• [WHAT YOU HAVE TO DO]:
Reproduce the listing that follows with no differences at all.

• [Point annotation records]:

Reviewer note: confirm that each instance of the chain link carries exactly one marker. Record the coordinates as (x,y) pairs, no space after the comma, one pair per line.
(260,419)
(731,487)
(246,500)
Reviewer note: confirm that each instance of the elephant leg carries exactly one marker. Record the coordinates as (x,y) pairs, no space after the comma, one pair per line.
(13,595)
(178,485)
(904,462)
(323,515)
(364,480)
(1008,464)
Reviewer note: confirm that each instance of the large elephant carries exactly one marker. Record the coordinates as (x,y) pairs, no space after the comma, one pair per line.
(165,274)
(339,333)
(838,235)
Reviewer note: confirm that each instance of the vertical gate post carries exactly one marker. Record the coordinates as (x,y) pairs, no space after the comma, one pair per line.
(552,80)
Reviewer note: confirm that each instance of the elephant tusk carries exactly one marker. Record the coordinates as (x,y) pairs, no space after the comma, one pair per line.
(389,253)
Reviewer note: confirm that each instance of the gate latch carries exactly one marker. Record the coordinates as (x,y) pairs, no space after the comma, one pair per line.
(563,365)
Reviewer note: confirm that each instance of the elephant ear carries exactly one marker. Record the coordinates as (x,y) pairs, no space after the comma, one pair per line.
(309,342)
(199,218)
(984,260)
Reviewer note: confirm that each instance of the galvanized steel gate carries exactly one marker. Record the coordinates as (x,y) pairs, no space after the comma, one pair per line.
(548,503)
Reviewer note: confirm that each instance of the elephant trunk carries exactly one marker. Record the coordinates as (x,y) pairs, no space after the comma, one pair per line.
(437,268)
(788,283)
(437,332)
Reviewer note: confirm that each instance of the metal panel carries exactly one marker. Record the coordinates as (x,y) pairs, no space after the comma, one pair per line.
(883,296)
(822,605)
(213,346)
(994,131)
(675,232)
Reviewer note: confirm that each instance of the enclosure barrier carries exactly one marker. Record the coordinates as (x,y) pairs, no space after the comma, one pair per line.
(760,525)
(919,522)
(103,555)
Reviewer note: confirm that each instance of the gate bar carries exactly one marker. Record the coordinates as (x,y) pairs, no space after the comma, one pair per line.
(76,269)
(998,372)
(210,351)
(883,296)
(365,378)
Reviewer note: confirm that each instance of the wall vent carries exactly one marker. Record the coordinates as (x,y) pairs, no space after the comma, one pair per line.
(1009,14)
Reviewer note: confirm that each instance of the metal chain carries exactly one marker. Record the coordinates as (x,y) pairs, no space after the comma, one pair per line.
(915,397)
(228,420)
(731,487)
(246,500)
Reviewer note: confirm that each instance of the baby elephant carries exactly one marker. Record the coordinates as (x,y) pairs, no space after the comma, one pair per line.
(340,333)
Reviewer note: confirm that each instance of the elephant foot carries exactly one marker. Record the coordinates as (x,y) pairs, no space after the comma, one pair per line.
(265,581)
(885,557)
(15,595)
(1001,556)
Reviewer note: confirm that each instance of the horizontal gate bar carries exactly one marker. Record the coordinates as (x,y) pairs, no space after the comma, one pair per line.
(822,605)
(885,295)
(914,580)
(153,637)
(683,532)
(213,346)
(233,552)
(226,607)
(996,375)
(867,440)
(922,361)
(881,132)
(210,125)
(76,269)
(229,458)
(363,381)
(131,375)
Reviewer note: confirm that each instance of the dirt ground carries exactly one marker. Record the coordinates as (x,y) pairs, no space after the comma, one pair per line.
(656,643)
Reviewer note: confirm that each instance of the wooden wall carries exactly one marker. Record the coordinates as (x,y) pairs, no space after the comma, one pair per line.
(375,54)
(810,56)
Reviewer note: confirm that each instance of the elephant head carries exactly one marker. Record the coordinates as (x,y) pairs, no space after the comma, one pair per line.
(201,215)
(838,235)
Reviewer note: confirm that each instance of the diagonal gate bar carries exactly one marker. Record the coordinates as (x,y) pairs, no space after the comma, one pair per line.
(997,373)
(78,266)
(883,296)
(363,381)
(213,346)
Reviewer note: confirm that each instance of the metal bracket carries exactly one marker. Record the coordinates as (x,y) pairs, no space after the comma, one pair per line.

• [THE RESPONSE]:
Reviewer note: confirm that each instance of the chain link carries exactly one marker. Record the coordinates as (x,y) pairs, no space after the comma, one pair per line.
(260,419)
(731,487)
(246,500)
Reviewer note: confirm that each instance of the elephant leg carries exactly one marker. Record the coordinates as (x,y) pairs, no space after the comma, one pair per line.
(13,595)
(178,485)
(904,462)
(323,515)
(364,480)
(1008,464)
Reviewer note: confirm that each instance of the large elephant carries exactly one marker. Record the coordinates as (x,y) pairs, no space after the comma, one pair per line.
(165,274)
(339,333)
(838,235)
Reviewer note: confirm that each instance of the vertical gate post carries exactly one marker. Record the coordinates as (x,y) pairs, no space after the comma, one pair per line.
(552,80)
Reviewer note: confirm that each instance of the elephant tusk carries exactly one marker. Record the coordinates as (x,y) pairs, no space after the comma, one pair per line.
(389,253)
Reviewer note: confirm that each instance of the gate latch carries exactly one marker. Record the coordinates as (x,y) pairs, no space after the comma, one pair per line.
(563,365)
Reviewer note: confirm that each instance of the elephant ear carries exactly one marker. Record the coordinates as (x,y) pairs, no space after the comma, one pair per line.
(309,342)
(199,218)
(984,260)
Reviewer note: confirm that each instance of the galvanized steel gate carries exactly one marker. Record the coordinates as (x,y) pairs, no space after the comma, one pair per line.
(548,503)
Reviewer note: confirm that each instance of the elephant trunk carries exactly one marker. Record the coordinates as (x,y) pairs, no space after the comma, one pair per line.
(437,268)
(788,283)
(437,332)
Reviewer note: confirm that each instance of the metal panel carries exactly one marker. Record the coordinates as (x,y) pairs, no space after the comma, one pair per line.
(883,296)
(822,605)
(213,346)
(994,131)
(675,232)
Reviewer note: confirm that each instance of the enclosure barrier carries exactly one marker. Record the coordinates as (x,y) pairs, no space after the comma, one pair per line.
(760,525)
(919,522)
(103,555)
Reviewer note: confirm that each instance of the gate bar carries exactly one marker. Record the coordinates as (x,y) pairs, no space after the comma, one pair per line.
(76,269)
(998,372)
(210,351)
(883,296)
(365,378)
Reviewer note: confirm that each instance of the wall vent carries exactly one marker. Record the coordinates as (x,y) pairs, no space after the comma, one pair per line.
(1009,14)
Reviewer note: confirm that each instance of the metal chain carries exactly one marker. Record the coordinates as (x,y) pairs, no space after the comma, one pair per line.
(915,397)
(228,420)
(731,487)
(246,500)
Reviewer note: confirm that each instance of the baby elephant carries exactly one marker. Record the coordinates as (x,y) pairs, no space after the comma, one pair per line.
(340,333)
Reviewer note: confirm that each instance of the elephant foot carries exactly one marker. Record the coordinates as (x,y) pairs, no space after the comma, one pair per line.
(265,581)
(885,557)
(15,595)
(1001,556)
Reviewer note: confirm that each instance of the horizontal gate bar carries exactly one marker. Record the coordinates as (x,y) pairs, no space after the comma, one pair per line.
(822,605)
(885,295)
(914,580)
(153,637)
(683,532)
(213,346)
(233,552)
(226,607)
(996,375)
(867,440)
(922,361)
(881,132)
(210,125)
(76,269)
(229,458)
(363,381)
(131,375)
Reviewer note: confirm that each instance of the dirt ground carries exactly one marker. Record the coordinates as (x,y) pairs, no space after the comma, one pair per line.
(656,643)
Reviewer note: confirm that each instance of the wooden wall carries exactly one marker. Record the coordinates as (x,y) pairs, no space after the comma, one pair per line.
(375,54)
(810,56)
Reviewer note: confirm that each instance of the elephant head carries exactly one marker. Record the coordinates as (x,y) pairs, no space after the comma, one pair per line.
(201,215)
(838,235)
Reviewer note: confirm that each instance of the diagonal gate bar carries exactly one marker. Record the coordinates as (x,y) pairs, no space after the comma, one pair per line.
(997,373)
(78,266)
(883,296)
(363,381)
(213,346)
Reviewer note: confirm that each instance of the metal bracket carries exactly one marker. Record the coordinates as (x,y) pairs, no space after the comma, one pair per line.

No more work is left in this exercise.